TASK GOAL –
Copy the listing below in full and skip every picture.

A block of data –
##########

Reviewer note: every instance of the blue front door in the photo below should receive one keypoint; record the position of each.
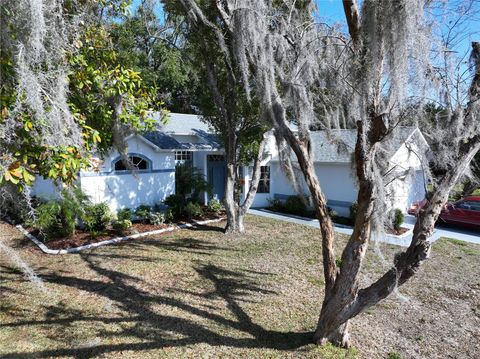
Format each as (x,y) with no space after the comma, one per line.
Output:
(216,175)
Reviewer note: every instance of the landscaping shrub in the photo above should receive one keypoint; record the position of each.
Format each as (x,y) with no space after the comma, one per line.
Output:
(296,205)
(276,205)
(398,219)
(353,210)
(156,218)
(214,206)
(176,204)
(193,209)
(96,217)
(190,182)
(142,212)
(168,216)
(122,225)
(124,214)
(55,220)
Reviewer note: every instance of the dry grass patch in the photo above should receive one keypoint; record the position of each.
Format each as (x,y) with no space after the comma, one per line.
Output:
(197,293)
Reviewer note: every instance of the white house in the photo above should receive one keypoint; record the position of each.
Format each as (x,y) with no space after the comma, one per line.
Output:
(187,138)
(333,153)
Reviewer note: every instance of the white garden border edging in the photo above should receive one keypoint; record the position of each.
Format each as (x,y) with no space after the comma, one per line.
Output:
(47,250)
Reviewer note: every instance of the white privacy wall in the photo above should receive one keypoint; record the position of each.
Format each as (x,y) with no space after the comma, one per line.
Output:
(126,190)
(336,181)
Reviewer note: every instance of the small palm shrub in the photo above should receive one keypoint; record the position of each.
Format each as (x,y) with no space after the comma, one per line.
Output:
(122,225)
(55,220)
(142,212)
(176,204)
(96,217)
(193,209)
(124,214)
(296,205)
(214,206)
(156,218)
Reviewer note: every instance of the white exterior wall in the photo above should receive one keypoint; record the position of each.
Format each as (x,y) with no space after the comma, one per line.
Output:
(336,181)
(123,189)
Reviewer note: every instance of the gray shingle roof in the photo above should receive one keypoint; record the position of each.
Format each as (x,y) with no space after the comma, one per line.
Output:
(180,123)
(337,146)
(183,124)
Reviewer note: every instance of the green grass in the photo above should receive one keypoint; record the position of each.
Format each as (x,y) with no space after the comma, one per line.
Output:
(187,294)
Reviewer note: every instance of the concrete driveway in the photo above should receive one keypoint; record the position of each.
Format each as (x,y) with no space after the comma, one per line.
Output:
(461,234)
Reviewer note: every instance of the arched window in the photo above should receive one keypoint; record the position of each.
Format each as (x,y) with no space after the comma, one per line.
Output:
(139,163)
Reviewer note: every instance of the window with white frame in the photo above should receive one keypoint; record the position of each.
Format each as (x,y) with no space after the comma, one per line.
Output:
(183,155)
(137,162)
(264,183)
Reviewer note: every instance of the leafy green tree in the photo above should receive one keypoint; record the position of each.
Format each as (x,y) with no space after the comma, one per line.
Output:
(225,104)
(105,98)
(154,47)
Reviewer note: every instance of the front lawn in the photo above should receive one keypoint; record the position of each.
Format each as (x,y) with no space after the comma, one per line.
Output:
(196,293)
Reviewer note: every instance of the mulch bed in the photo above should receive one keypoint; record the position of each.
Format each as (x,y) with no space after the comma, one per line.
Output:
(398,232)
(82,238)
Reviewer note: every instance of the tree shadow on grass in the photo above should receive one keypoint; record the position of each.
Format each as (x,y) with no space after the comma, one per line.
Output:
(147,329)
(182,244)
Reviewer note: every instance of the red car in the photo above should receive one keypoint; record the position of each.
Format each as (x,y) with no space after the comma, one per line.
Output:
(465,212)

##########

FINISHED ANSWER –
Reviewer note: every instance of the blue front door in the photo below should receive one keypoint; record the position of each.
Format each as (x,y) with no space after the comma, one per line.
Output:
(216,175)
Reviewer note: every instance of the landscaping shrub in the photo above should receive one keypoint; record the position of each.
Format each as (x,y) with no space after the comma, one per line.
Output:
(296,205)
(276,205)
(398,219)
(353,210)
(156,218)
(214,206)
(176,204)
(193,209)
(96,217)
(190,182)
(142,212)
(168,216)
(122,225)
(124,214)
(55,220)
Reviewer note: every instance of the dry grass patch in the photo above should receive one keypoint; record the position of each.
Format each as (x,y) with no space after the comma, one per line.
Output:
(197,293)
Reviewer note: every instance of the white house in the photo above should receive one keypoint; record the position of each.
Format each as (x,y) with no space after the comma, one per line.
Output:
(187,138)
(333,153)
Reviewer note: every instance of the white garden border edging in the photo above should receive one keypoint; record the position of each.
Format each as (x,y) with no space after the comma, one per line.
Output:
(47,250)
Reviewer note: every instance of the white privacy wall in the photo above should receive one keypoint; record the position of each.
Format each as (x,y) with no space after the comma, one per line.
Output:
(126,190)
(336,181)
Reviewer note: every instance of the small palm shrub in the photo above should receive one keypoint; record the position of each.
Format each as (x,y) with no space after the comma, one per line.
Output:
(122,225)
(55,220)
(142,212)
(176,204)
(96,217)
(193,209)
(124,214)
(296,205)
(214,206)
(156,218)
Reviewer note: every instance of the white exterior wall in the photo above should receive one keypoint; record the position of each.
Format each as (x,y) with no space after the comma, one per line.
Output:
(336,181)
(123,189)
Reviewer note: every instance of the gray shingle roof in the photo above should receive one keypoint; record the position of each.
Format each as (x,y) with no space after the comma, one per line.
Output:
(180,123)
(337,146)
(183,124)
Reviewer note: every instance of the green grass in the photo above should receive one keypoint; record the position of each.
Format each as (x,y) with no space after the comma, one per line.
Output:
(187,294)
Reviewer note: every instance of the concrete driveway in the photo above should receive one keypoint; record the position of each.
Format each as (x,y) with no space after the comma, one per line.
Output:
(461,234)
Reviewer note: every instance of the arched window in the photo above should receive one keypoint; record the position of each.
Format each as (x,y) with no space after the comma, one per line.
Output:
(139,163)
Reviewer note: every instance of the window with white frame in the photo above should receive one keypoint; record the position of each.
Format each as (x,y) with no space after the comma, one per line.
Output:
(183,155)
(137,162)
(264,183)
Reviewer note: every instance of the leafy green tree in the photo above should receive one keypoint; record the position of each.
Format each as (x,y) with no space after the comma, one per line.
Output:
(225,104)
(105,98)
(154,47)
Reviewer note: every instance of the front lawn in the photo above should receive one keypoint; record the position of each.
Format each as (x,y) with no space after the comma, one per line.
Output:
(196,293)
Reviewer note: every instance of the mulch bed in the photo above should receive one keypoint; record the position of each.
Format each as (x,y) with no space after the comma, one per line.
Output:
(398,232)
(82,238)
Reviewer note: every instance of the tree shadow on grass in the photo above should receive one keypoint; record the position of each.
Format each as (x,y) with no space after the comma, one per line.
Output:
(147,329)
(182,244)
Reviewer note: every instance of the red car in the photo above should receive one keypoint; record the position of each.
Format each as (x,y) with no space after the comma, one per line.
Output:
(465,212)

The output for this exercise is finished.